Task description:
Locate every line in the items below that contains the word "trace", treating uppercase and lowercase letters as different, and copy each of those lines.
# Entries shown start
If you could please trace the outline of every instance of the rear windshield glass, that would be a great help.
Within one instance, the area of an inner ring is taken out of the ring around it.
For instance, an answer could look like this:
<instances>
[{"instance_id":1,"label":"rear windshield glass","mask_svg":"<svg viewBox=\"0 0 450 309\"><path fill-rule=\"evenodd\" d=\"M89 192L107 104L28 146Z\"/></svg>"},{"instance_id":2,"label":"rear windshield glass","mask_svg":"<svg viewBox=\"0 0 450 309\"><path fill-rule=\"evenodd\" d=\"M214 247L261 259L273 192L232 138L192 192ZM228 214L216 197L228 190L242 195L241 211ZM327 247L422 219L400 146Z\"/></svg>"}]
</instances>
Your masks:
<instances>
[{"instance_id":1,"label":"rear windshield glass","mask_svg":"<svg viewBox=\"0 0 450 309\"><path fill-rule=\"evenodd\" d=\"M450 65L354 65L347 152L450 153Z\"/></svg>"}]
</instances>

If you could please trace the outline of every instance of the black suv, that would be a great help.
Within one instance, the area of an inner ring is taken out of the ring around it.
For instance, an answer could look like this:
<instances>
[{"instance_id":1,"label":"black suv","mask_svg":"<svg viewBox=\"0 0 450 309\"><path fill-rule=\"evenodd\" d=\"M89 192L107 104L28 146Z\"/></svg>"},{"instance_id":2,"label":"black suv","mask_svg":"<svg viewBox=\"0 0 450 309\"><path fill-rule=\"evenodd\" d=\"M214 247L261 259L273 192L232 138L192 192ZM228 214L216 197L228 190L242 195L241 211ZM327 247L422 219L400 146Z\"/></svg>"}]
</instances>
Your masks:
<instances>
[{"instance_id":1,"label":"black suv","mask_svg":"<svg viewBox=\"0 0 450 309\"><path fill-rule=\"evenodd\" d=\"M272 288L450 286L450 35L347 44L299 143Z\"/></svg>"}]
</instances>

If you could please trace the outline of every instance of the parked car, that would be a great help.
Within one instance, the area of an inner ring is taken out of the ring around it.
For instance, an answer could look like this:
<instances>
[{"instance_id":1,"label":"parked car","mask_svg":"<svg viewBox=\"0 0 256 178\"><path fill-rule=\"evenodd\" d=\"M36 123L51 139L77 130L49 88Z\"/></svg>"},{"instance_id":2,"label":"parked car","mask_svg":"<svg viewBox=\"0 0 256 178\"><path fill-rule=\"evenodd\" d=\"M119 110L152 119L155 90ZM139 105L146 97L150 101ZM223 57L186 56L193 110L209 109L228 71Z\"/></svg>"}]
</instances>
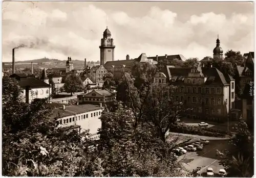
# Entries shown end
Output below:
If you could please trace the outline of every instance of the rear windshield glass, that would be a great help.
If you could please trace the outline of every instance of the black suv, that would be a great help.
If you could please trace the outline of every instance of the parked car, that would be a great help.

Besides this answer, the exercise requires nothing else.